Righe per individuare le posizioni
###

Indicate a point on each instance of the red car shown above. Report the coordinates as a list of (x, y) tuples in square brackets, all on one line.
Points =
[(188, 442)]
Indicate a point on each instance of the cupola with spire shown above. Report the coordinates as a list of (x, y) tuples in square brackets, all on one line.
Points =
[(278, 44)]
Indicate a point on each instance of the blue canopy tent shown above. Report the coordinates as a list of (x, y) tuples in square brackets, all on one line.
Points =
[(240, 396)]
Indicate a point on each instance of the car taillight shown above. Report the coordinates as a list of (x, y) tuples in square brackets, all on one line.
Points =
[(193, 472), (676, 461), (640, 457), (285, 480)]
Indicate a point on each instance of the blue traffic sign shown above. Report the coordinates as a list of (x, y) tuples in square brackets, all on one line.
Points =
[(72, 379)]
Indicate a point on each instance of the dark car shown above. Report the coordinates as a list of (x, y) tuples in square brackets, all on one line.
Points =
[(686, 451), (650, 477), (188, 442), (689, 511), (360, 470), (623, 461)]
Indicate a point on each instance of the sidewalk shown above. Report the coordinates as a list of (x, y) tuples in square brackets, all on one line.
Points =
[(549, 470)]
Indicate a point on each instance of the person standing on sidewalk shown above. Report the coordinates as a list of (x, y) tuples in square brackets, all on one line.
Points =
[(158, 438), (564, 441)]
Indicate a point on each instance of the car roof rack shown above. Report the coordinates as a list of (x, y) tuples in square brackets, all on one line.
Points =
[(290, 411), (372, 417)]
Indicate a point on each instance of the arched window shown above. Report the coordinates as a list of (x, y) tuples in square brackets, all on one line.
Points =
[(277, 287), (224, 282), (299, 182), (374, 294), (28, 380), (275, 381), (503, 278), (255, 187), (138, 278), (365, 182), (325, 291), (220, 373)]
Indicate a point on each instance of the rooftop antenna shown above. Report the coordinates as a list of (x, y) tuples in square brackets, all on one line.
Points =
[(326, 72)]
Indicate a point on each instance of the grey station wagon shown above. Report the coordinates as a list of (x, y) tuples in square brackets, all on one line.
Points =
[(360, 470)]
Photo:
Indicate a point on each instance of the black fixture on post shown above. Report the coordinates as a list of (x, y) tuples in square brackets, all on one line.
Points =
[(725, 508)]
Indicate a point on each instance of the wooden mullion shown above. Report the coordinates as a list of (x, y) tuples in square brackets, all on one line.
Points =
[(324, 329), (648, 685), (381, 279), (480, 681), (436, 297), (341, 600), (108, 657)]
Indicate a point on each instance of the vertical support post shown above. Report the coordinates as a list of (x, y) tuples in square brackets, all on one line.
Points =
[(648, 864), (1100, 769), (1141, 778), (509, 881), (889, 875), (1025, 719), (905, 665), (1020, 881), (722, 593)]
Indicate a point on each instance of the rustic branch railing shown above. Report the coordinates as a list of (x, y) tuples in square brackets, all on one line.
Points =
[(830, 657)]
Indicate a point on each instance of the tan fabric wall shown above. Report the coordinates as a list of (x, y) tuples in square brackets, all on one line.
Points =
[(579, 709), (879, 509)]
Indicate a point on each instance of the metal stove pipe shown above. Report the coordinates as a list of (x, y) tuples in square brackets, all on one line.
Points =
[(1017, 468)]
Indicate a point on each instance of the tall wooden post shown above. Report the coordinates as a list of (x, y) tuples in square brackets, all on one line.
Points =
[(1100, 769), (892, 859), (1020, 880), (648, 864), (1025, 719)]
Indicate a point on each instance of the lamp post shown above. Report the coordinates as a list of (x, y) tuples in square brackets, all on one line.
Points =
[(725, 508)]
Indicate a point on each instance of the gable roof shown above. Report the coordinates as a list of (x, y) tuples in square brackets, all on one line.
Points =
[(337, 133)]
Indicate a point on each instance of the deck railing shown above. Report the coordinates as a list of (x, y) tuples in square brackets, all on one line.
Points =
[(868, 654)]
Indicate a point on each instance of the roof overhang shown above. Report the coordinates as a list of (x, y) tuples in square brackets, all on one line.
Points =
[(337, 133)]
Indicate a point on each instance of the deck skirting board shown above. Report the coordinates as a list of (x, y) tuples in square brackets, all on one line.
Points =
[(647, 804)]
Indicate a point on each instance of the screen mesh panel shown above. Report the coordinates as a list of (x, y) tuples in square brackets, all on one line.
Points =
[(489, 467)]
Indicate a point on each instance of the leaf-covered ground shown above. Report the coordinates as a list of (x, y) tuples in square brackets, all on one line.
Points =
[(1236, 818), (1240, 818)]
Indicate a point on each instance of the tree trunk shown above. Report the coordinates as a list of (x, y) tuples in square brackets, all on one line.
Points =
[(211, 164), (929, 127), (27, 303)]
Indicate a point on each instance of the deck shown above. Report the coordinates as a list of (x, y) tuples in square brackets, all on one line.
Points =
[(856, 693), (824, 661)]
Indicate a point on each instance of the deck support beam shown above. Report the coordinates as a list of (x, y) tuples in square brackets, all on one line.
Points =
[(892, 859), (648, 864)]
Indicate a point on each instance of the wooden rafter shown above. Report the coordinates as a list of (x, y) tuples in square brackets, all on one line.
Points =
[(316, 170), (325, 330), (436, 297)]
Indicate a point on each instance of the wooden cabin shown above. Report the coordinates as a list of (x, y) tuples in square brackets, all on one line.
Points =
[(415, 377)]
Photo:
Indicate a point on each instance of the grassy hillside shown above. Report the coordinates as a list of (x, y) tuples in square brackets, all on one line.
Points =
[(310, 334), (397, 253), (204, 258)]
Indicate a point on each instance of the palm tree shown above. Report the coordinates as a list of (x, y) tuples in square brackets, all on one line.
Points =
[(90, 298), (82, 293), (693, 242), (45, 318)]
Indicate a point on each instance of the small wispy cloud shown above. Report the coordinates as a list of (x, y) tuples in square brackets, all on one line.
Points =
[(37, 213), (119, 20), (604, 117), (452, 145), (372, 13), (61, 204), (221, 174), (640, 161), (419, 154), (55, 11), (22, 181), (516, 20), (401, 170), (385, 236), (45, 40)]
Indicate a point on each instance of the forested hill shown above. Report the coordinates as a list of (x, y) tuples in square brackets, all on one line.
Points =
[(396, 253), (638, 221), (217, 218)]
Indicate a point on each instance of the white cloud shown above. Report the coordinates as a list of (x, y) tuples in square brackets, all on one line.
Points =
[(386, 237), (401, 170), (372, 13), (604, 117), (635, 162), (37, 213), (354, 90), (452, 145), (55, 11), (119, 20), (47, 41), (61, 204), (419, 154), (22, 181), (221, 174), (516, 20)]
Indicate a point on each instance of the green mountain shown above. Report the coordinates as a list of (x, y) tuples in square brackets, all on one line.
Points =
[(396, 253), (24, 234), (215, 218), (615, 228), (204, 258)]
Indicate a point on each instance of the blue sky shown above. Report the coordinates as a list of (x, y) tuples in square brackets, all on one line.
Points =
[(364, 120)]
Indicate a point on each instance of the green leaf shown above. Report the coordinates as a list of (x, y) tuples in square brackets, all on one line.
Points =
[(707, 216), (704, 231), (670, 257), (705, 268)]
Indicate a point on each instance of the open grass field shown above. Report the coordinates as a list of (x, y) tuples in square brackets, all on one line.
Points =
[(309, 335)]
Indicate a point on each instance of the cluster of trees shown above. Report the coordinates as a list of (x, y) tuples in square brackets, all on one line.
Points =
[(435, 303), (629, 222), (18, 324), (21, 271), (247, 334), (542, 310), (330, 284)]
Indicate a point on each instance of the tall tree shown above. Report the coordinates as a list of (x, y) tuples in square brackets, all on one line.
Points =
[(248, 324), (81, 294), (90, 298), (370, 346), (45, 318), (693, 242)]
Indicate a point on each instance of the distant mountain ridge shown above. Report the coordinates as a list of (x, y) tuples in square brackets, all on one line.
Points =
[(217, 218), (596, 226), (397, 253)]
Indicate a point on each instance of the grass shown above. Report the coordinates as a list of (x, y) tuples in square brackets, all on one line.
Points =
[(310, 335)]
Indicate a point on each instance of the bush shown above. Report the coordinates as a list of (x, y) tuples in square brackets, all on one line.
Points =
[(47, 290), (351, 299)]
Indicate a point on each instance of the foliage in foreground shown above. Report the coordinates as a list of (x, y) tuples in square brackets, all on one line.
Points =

###

▶ **PROBLEMA PROPOSTO**: Ricopia parola per parola le righe qui sopra, partendo da quella che contiene "Indicate a point on each instance of the wooden mullion" e fermandoti dopo quella che contiene "600), (108, 657)]".

▶ **SOLUZIONE ESERCIZIO**:
Indicate a point on each instance of the wooden mullion shown above. Report the coordinates as a list of (x, y) tuples in square brackets, all on one line.
Points =
[(324, 329), (648, 685), (381, 279), (480, 681), (436, 297), (341, 600), (108, 657)]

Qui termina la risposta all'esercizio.